<h1>MANDATORY PACKAGES</h1>

In [1]:
import os
import datetime
import numpy as np
from collections import namedtuple
import pandas as pd
import ftputil #pip install ftputil
from shapely.geometry import box #conda install Shapely
import folium # conda install -c conda-forge folium
from folium import plugins

<ul><b>Warning!</b>: Some of the packages will need a prior installation. A clear indication of this will be the see a <i style="color:red">ModuleNotFoundError: No module named '{module name}}'</i> when running the next cell.<br>
For each package throwing this error, please open first the Anaconda Powershell Prompt and run the installing command specified after the '#' next to the package.</ul>

<h1>AUXILIARY FUNCTIONS</h1>

Next functions have been created in order to smooth the process of searching for In Situ data in CMEMS FTP servers. <br>
These are basic ones implemntations so feel free to tune them further, specially the checkers (i.e the bbox_checker) to better fulfill your needs.

In [2]:
def cmems_hosts(): 
    #dictionary of available FTP servers hosting CMEMS data
    return {'NRT': 'nrt.cmems-du.eu', 'REP': 'my.cmems-du.eu'} 

In [3]:
def bbox_check(netCDF, search_area):
    #filter-out netCDFs whose bounding-box is not within the aimed area (search_area)
    #please use shapely documentation (https://shapely.readthedocs.io/en/stable/manual.html) to play with different relationships between geometric objects – contains, intersects, overlaps, touches, etc
    geospatial_lat_min = float(netCDF['geospatial_lat_min'])
    geospatial_lat_max = float(netCDF['geospatial_lat_max'])
    geospatial_lon_min = float(netCDF['geospatial_lon_min'])
    geospatial_lon_max = float(netCDF['geospatial_lon_max'])
====
**PROMPT 1**.
Decide whether each statement agrees with the CMEMS In Situ notebook above: (a) the REP server is hosted at my.cmems-du.eu; (b) Shapely is installed with pip; (c) bbox_check keeps netCDFs whose bounding box falls outside the search area. For each, answer yes or no and quote the deciding words.
**PROMPT 2**.
Carry on the CMEMS In Situ notebook above, picking up right after its final line of code.

**SOURCE MATERIAL**.
====
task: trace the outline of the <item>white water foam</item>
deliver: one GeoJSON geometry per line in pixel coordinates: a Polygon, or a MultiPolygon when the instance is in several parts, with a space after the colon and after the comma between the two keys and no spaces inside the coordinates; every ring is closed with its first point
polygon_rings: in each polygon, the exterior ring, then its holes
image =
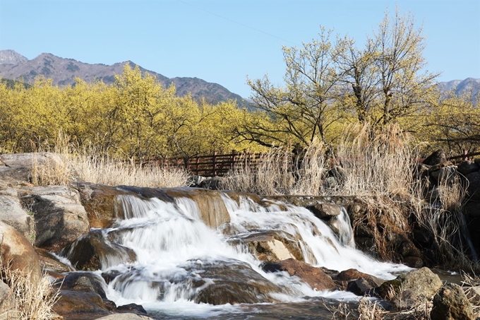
====
**TASK RESULT 1**.
(a) Yes: "'REP': 'my.cmems-du.eu'"
(b) No: "from shapely.geometry import box #conda install Shapely"
(c) No: "filter-out netCDFs whose bounding-box is not within the aimed area (search_area)"

**TASK RESULT 2**.
    targeted_bounding_box = box(search_area[0], search_area[1], search_area[2], search_area[3])
    bounding_box = box(geospatial_lon_min, geospatial_lat_min, geospatial_lon_max, geospatial_lat_max)        
    if targeted_bounding_box.contains(bounding_box): 
        return True
    else:
        return False

In [4]:
def timerange_check(netCDF, search_timerange):
    #filter-out netCDFs whose timerange does not overlap with the aimed times (search_timerange)
    date_format = "%Y-%m-%dT%H:%M:%SZ" 
    targeted_ini = datetime.datetime.strptime(search_timerange[0], date_format)
    targeted_end = datetime.datetime.strptime(search_timerange[1], date_format)

    time_start = datetime.datetime.strptime(netCDF['time_coverage_start'].decode('utf-8'), date_format)
    time_end = datetime.datetime.strptime(netCDF['time_coverage_end'].decode('utf-8'), date_format)
    
    Range = namedtuple('Range', ['start', 'end'])
    r1 = Range(start=targeted_ini, end=targeted_end)
    r2 = Range(start=time_start, end=time_end)
    
    latest_start = max(r1.start, r2.start)
    earliest_end = min(r1.end, r2.end)
    delta = (earliest_end - latest_start).days + 1
    overlap = max(0, delta)
    if overlap != 0:
        return True
    else:
        return False

In [5]:
def parameters_check(netCDF, search_parameters):
    #filter-out those netCDFs not containing any of the aimed parameters (search_parameters)
    #see more at: https://archimer.ifremer.fr/doc/00422/53381/
    params = netCDF['parameters'].decode('utf-8').split(' ')
    result = False
    for param in params:
        if param in search_parameters:
            result = True
    return result

In [6]:
def sources_check(netCDF, search_sources):
    #filter-out those netCDFs not coming from the aimed data sources (search_sources)
    #see more at  http://resources.marine.copernicus.eu/documents/PUM/CMEMS-INS-PUM-013-048.pdf
    ftplink = netCDF['file_name'].decode('utf-8')
    result = False
    for source in search_sources:
        if source == 'TS':
            source = 'TS_TS'
        if '_'+source+'_' in ftplink:
            result = True
    return result

In [7]:
#dictionary of checkers
checkers = {
    'bbox': bbox_check,
    'timerange': timerange_check,
    'parameters': parameters_check,
    'sources': sources_check
}

In [8]:
def search(configuration, threshold=None, output=None, output_dir=None):
    #Access the FTPserver, product and archive to search for those netCDFs matching the conditions set in the configuration
    #if output is set to None (default behaviour) it returns the lis of matching files per archive.
    #if output is set to 'files' it download the matching files.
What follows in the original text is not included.